El amor en fuga
Jonás, que cumplió 19 años en el 2000, es Jonás Trueba. Hasta ahora siempre había sido el hijo de su padre (Fernando, claro está) o incluso el sobrino de su tío (David). Hasta ahora. Ha llegado el momento de que le conozcan por sí mismo. En Todas las canciones hablan de mí, su debut como director de largometraje, ofrece desde luego motivos para crearse un nombre propio en esto del cine. Es fácil rastrear influencias en una obra novel. No lo es tanto encontrar rasgos narrativos originales. Aquí nos topamos con ambas cosas. Podemos encontrar ciertos ecos de la nouvelle vague en la película (p.ej. las citas literarias, insertos de libros incluidos, lo rohmeriano de la historia, o la segmentación en capítulos), pero eso (que no es malo, pues son asociaciones libres y que funcionan muy bien) se disipa cuando la narración comienza a encontrar su propio espacio.
Uno de los principales focos de interés en esta obra es la naturalidad de las interpretaciones y los diálogos, que desprenden una verosimilitud insospechada que permite que nos dejemos llevar por la historia sin estar pendientes de lo mal (o lo bien) que actúa este o aquella, principal problema de muchas operas primas. Simplemente no se piensa que estén interpretando.
* * *
### Ejercicio 1
Según la reseña, ¿qué película supone el debut de Jonás Trueba como director de largometraje?
### Ejercicio 2
Prosigue la reseña sobre Todas las canciones hablan de mí a partir de su última frase.

Entradas de datos recopiladas:
* * *
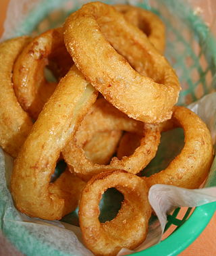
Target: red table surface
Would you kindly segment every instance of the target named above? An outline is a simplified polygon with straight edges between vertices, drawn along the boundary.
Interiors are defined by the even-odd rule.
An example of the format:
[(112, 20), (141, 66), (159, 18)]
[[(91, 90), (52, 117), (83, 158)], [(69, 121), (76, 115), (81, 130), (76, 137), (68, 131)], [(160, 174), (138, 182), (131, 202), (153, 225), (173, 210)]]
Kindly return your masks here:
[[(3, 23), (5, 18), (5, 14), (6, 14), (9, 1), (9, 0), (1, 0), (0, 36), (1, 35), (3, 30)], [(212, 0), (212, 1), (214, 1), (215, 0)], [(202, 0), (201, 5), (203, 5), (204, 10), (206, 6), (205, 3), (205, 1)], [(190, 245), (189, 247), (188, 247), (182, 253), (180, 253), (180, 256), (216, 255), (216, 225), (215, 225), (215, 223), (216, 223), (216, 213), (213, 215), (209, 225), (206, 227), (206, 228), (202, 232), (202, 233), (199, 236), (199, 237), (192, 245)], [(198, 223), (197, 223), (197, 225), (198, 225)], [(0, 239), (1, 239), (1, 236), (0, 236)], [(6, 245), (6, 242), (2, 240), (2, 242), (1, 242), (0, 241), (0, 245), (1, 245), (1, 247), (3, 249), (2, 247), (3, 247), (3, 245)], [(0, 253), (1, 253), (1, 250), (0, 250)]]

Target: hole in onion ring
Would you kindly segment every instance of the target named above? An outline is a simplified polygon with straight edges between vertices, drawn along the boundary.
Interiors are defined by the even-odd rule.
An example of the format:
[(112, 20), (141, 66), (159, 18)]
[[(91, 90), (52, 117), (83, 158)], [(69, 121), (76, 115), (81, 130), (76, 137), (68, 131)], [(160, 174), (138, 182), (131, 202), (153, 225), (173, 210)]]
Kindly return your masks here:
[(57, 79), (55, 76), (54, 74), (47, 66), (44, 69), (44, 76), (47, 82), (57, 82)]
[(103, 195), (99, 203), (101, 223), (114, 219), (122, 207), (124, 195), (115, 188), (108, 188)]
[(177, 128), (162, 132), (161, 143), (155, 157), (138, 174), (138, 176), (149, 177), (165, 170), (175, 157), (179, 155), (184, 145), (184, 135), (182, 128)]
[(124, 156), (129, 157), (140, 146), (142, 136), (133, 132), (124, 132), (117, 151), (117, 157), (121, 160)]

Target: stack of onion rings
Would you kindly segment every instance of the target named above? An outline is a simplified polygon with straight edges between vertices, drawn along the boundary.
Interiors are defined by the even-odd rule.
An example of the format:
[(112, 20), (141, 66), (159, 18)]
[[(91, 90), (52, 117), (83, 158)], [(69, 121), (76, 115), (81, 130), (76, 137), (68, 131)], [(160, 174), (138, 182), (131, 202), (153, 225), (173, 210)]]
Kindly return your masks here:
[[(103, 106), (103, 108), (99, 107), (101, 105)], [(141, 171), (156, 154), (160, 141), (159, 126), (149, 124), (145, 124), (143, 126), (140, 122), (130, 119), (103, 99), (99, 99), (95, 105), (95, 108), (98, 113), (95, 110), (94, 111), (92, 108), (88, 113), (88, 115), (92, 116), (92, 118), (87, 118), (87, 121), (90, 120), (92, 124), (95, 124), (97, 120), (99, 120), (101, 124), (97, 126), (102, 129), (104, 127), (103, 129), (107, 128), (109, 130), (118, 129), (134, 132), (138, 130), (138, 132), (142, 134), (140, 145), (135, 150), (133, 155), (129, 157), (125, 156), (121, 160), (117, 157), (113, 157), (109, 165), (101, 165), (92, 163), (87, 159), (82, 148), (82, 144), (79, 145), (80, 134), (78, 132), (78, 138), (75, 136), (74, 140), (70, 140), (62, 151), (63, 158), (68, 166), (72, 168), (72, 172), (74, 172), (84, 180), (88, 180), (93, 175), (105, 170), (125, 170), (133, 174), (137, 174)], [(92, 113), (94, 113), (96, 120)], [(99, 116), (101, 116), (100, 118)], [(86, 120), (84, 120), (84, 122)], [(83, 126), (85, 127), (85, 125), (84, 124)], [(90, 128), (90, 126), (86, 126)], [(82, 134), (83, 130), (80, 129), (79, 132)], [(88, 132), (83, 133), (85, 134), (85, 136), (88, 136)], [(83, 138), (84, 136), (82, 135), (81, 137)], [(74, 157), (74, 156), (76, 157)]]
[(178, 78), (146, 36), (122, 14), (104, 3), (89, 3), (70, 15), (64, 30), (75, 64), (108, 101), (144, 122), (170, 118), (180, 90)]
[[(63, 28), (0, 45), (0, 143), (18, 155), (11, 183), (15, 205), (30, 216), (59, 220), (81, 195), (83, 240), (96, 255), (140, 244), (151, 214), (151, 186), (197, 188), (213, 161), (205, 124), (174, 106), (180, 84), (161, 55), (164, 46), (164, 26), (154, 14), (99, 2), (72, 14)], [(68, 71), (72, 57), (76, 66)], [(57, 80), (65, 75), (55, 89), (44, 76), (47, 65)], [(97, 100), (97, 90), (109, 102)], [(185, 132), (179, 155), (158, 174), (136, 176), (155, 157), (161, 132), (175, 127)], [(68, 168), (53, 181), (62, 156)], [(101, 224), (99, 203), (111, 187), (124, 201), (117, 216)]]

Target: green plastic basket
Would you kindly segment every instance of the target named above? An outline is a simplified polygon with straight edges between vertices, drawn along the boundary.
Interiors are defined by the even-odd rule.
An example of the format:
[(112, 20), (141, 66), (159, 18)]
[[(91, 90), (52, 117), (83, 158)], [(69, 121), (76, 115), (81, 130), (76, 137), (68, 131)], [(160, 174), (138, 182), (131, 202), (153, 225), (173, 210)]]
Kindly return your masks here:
* * *
### Respuesta 1
Todas las canciones hablan de mí.

### Respuesta 2
Jonás Trueba, además de salir airoso en la dirección de actores (que por supuesto tienen, secundarios incluidos, mucho mérito), demuestra una gran habilidad para la puesta en escena aprovechando los recursos más comunes con un rendimiento óptimo, desde los planos-contraplano que pueden matar de aburrimiento en malas manos y que aquí son casi hipnóticos hasta el empleo de la profundidad de campo de forma notable para contar con imágenes la historia paralela a los diálogos (p.ej. cuando Ramiro y Andrea están en la cama tras su reencuentro sexual después de un tiempo separados), pasando por los planos secuencia, de los que tampoco abusa, que le sirven además para hacer de Madrid un personaje secundario de lujo.
El tema elegido, el retorno de su personaje principal al inicio del ciclo de la vida (amorosa) tras finalizar con una relación de seis años, no deja de ser una excusa tan buena como cualquier otra para mostrar los gozos y las sombras de toda una generación, de modo que igual que el protagonista se da cuenta de que Franco Batiatto habla de él en La estación del amor, esta generación se vea reflejada en la pantalla, en los encuentros de Ramiro con Andrea, o con cualquiera de los satélites que orbitan a su alrededor; en las cafeterías y en los parques, con viejas compañeras de clase o con nuevas amigas, posibles esposas de conveniencia; con sus antiguos amigos a los que el paso del tiempo ha transformado en desconocidos; en los bares de copas, diciendo tonterías con la boca estropajosa como cuando tenía veinte años, intentando recuperar un tiempo, una edad, una época, que no volverán.
A este respecto es maravilloso el penúltimo plano de la película, donde la música se va integrando en la atropellada declaración de amor de Ramiro hasta hacerse con el control total, un Ramiro que intenta expresar oralmente lo que ya ha dejado constar por escrito, intentando recobrar ese amor en fuga. Y es que lo importante es intentarlo. El pasado no volverá, pero el futuro aún está por llegar.